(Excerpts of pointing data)

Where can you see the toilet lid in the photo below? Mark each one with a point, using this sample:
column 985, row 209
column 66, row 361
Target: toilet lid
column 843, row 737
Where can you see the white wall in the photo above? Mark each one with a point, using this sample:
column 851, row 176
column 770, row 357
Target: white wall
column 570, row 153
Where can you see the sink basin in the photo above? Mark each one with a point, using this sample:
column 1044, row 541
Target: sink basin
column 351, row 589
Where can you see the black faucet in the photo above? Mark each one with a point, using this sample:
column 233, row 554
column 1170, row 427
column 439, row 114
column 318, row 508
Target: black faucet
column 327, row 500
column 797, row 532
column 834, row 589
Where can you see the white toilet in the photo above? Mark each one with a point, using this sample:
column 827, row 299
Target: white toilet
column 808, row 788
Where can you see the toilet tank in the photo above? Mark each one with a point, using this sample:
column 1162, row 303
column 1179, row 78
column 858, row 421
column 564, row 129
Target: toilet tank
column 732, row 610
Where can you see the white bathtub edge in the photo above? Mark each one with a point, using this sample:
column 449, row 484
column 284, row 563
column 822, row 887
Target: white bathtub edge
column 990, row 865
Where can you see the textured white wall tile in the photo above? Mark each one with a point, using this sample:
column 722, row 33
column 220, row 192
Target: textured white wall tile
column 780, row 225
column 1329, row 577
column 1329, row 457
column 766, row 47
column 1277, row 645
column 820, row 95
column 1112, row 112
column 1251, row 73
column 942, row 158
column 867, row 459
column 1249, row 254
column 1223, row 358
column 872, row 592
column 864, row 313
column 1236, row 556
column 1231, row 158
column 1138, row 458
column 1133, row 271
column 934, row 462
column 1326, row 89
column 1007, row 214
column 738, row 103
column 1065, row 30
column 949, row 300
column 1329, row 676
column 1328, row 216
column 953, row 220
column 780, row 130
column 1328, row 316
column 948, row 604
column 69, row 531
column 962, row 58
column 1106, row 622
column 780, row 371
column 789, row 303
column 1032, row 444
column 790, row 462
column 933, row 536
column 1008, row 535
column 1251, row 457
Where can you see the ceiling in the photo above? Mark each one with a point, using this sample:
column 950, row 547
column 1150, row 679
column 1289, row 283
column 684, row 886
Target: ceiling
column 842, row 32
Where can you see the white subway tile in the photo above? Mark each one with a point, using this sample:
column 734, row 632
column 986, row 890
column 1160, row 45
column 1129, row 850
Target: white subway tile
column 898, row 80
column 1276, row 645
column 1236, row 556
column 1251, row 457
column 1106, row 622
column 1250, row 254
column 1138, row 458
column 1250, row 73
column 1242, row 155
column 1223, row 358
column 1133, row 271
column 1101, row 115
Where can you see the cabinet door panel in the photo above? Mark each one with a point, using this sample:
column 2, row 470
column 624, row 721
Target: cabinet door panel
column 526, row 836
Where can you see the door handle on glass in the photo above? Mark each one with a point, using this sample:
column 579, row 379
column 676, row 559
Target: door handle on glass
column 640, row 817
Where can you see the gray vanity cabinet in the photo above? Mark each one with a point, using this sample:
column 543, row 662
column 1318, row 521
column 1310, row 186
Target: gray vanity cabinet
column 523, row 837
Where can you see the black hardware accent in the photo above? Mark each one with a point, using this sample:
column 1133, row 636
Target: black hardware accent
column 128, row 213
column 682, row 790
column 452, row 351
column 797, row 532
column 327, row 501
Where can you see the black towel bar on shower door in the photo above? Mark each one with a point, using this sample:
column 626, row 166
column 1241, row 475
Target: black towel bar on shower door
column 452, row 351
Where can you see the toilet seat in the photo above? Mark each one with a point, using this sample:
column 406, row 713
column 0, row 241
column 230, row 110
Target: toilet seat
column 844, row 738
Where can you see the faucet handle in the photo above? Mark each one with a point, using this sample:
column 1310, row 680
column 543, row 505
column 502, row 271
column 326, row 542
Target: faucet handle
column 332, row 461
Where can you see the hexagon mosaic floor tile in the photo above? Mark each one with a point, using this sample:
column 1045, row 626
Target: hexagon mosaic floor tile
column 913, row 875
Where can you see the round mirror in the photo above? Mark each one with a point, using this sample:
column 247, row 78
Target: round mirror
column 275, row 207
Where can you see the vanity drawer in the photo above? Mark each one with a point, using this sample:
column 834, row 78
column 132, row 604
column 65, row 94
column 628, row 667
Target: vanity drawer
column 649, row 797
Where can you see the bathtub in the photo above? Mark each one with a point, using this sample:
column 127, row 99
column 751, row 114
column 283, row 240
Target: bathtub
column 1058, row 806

**Short task**
Can you output every one of the records above again, word for word and unchanged?

**Complete output**
Where can you see the toilet lid in the photo below? Mark each one with a point, using this sample:
column 985, row 209
column 66, row 361
Target: toilet lid
column 843, row 737
Where can you see the white wall in the photo above? Mark each one with a point, using this sample:
column 851, row 176
column 770, row 357
Target: white wall
column 570, row 153
Where can you see the sink basin in the photo above? Mark each one with a point, using this sample:
column 1044, row 541
Target: sink basin
column 351, row 589
Where can you see the black faucet in the photo above? Mark each one with a point, using this sample:
column 233, row 554
column 1170, row 427
column 439, row 114
column 318, row 508
Target: black faucet
column 327, row 500
column 797, row 532
column 834, row 589
Where can you see the white toilet in the photo above? Mark each one with a point, using this sample:
column 827, row 299
Target: white toilet
column 808, row 788
Where can you see the toilet tank in the photo above? Mark each one with a point, using this sample:
column 1162, row 303
column 1179, row 78
column 858, row 421
column 564, row 129
Target: toilet tank
column 732, row 610
Where can you see the white bathtub edge in the photo above? Mark each one with a point, using this sample:
column 449, row 484
column 284, row 563
column 822, row 887
Target: white bathtub edge
column 990, row 865
Where can you see the textured white wall tile in the photo above? Mark each one with a point, using this sample:
column 722, row 33
column 220, row 192
Target: textured white wall tile
column 780, row 225
column 1329, row 577
column 1329, row 457
column 766, row 47
column 1277, row 645
column 820, row 95
column 1112, row 112
column 1251, row 73
column 942, row 158
column 867, row 459
column 1249, row 254
column 1223, row 358
column 872, row 592
column 864, row 313
column 1236, row 556
column 1231, row 158
column 1138, row 458
column 1133, row 271
column 934, row 462
column 1326, row 89
column 1007, row 214
column 738, row 103
column 1065, row 30
column 949, row 300
column 1329, row 676
column 1328, row 216
column 953, row 220
column 780, row 130
column 1328, row 316
column 948, row 604
column 69, row 531
column 962, row 58
column 1106, row 622
column 780, row 371
column 789, row 303
column 1032, row 444
column 790, row 462
column 933, row 536
column 1008, row 535
column 1251, row 457
Where can you see the ceiling in the photo above? Mark each one with a point, using this sample:
column 950, row 547
column 1150, row 679
column 1289, row 283
column 684, row 886
Target: ceiling
column 842, row 32
Where can you see the white subway tile in the photo above? Mark each one with a point, using this sample:
column 734, row 632
column 986, row 890
column 1160, row 45
column 1129, row 850
Target: white subway tile
column 898, row 80
column 1276, row 645
column 1236, row 556
column 1251, row 457
column 1106, row 622
column 1250, row 254
column 1138, row 458
column 1250, row 73
column 1242, row 155
column 1223, row 358
column 1133, row 271
column 1101, row 115
Where can you see the cabinet door panel in the photo above? Mark each one with a point, using this sample:
column 2, row 470
column 624, row 721
Target: cabinet door panel
column 526, row 836
Where can you see the door handle on glass in the photo above? Mark each one with a point, using this sample:
column 579, row 379
column 676, row 559
Target: door handle on glass
column 640, row 817
Where can you see the gray vanity cabinet in the photo above? Mark each one with a point, using this sample:
column 543, row 662
column 1318, row 521
column 1310, row 186
Target: gray vanity cabinet
column 523, row 837
Where can you see the black hardware accent in the photo above? Mark each one with a point, using this sample:
column 1133, row 636
Target: black hardware accent
column 128, row 213
column 682, row 790
column 452, row 351
column 797, row 532
column 327, row 501
Where can you see the black towel bar on shower door in the photo above? Mark each one with a point, using this sample:
column 626, row 166
column 1241, row 475
Target: black towel bar on shower door
column 452, row 351
Where can you see the toilet seat in the photo above? Mark each one with a point, using this sample:
column 406, row 713
column 0, row 241
column 230, row 110
Target: toilet seat
column 844, row 738
Where can you see the faucet handle in the photo above? Mark each one with a point, using this sample:
column 1310, row 680
column 543, row 505
column 502, row 271
column 326, row 542
Target: faucet handle
column 332, row 461
Where can you see the hexagon mosaic floor tile in the photo above? Mark each one with a point, using this sample:
column 1045, row 626
Target: hexagon mosaic floor tile
column 913, row 875
Where can you see the round mirror in the photo above? Mark each one with a point, using this sample:
column 247, row 78
Target: round mirror
column 275, row 207
Where can you see the vanity drawer in the photo above? Mark each one with a point, using this sample:
column 834, row 78
column 132, row 604
column 65, row 94
column 628, row 667
Target: vanity drawer
column 649, row 797
Where can you see the bathtub in the photo above? Mark each one with a point, using this sample:
column 127, row 99
column 751, row 114
column 283, row 240
Target: bathtub
column 1058, row 806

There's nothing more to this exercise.